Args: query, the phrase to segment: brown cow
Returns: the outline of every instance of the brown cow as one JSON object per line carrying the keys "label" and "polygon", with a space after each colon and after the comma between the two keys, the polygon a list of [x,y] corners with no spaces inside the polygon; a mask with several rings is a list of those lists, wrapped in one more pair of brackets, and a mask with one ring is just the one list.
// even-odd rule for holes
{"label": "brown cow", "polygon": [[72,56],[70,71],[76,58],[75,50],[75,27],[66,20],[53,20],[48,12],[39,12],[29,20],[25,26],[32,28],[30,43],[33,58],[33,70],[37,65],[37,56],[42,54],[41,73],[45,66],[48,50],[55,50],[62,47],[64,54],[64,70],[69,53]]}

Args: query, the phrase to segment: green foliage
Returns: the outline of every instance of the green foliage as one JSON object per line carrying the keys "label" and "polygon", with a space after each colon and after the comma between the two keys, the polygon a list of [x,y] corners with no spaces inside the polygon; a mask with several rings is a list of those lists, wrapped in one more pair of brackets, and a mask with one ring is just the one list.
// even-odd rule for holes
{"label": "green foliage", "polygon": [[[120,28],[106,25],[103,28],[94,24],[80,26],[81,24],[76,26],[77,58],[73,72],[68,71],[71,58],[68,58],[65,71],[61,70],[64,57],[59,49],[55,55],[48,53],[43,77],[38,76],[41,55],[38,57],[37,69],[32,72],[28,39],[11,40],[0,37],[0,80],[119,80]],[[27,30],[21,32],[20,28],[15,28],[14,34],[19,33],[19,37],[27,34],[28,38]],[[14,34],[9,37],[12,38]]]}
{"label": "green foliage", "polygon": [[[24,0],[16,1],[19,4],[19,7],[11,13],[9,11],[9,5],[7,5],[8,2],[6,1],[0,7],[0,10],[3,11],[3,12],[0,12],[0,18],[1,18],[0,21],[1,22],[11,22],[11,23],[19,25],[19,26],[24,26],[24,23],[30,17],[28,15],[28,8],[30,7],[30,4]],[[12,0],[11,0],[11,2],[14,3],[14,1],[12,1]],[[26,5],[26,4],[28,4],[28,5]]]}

PROBLEM TO SOLVE: In full and verbatim, repeat the records given above.

RESULT OF THIS TASK:
Args: query, the phrase to segment: brown cow
Returns: the outline of every instance of the brown cow as one JSON object per line carrying the keys "label" and "polygon", with a space after each colon and after the comma between the two keys, the polygon a list of [x,y] corners with no spaces inside the polygon; a mask with several rings is a list of those lists, wrapped in one more pair of brackets, and a mask with one ring is just the one list.
// even-odd rule for holes
{"label": "brown cow", "polygon": [[72,56],[70,71],[76,58],[75,50],[75,27],[66,20],[53,20],[48,12],[39,12],[29,20],[25,26],[32,28],[30,43],[33,58],[33,70],[37,65],[37,56],[42,54],[41,73],[45,66],[48,50],[55,50],[62,47],[64,54],[64,70],[69,53]]}

Args: query, the phrase to segment: green foliage
Returns: the outline of every instance of the green foliage as one JSON object per line carrying the keys "label" and "polygon", with a space after each colon and after the comma between the two keys, the polygon a list of [x,y] corners with no spaces inside the polygon; a mask with several rings is a list of those lists, wrapped in one more pair of brackets, and a mask with one ring is just the one list.
// even-odd rule for holes
{"label": "green foliage", "polygon": [[[120,28],[106,25],[103,28],[94,24],[80,26],[81,24],[76,26],[77,58],[73,72],[68,71],[71,58],[68,58],[65,71],[61,70],[64,57],[59,49],[55,55],[48,53],[43,77],[38,76],[41,55],[38,57],[37,69],[32,72],[28,39],[11,40],[0,37],[0,80],[119,80]],[[27,30],[21,32],[20,28],[15,28],[14,34],[19,33],[19,37],[27,34],[28,38]],[[14,34],[9,37],[12,38]]]}
{"label": "green foliage", "polygon": [[[24,0],[16,1],[19,4],[19,7],[11,13],[9,11],[9,5],[7,5],[8,2],[6,1],[0,7],[0,10],[3,11],[3,12],[0,12],[0,18],[1,18],[0,21],[1,22],[11,22],[11,23],[19,25],[19,26],[24,26],[24,23],[30,17],[28,15],[28,8],[30,7],[30,4]],[[12,0],[11,0],[11,2],[14,3],[14,1],[12,1]],[[26,5],[26,4],[28,4],[28,5]]]}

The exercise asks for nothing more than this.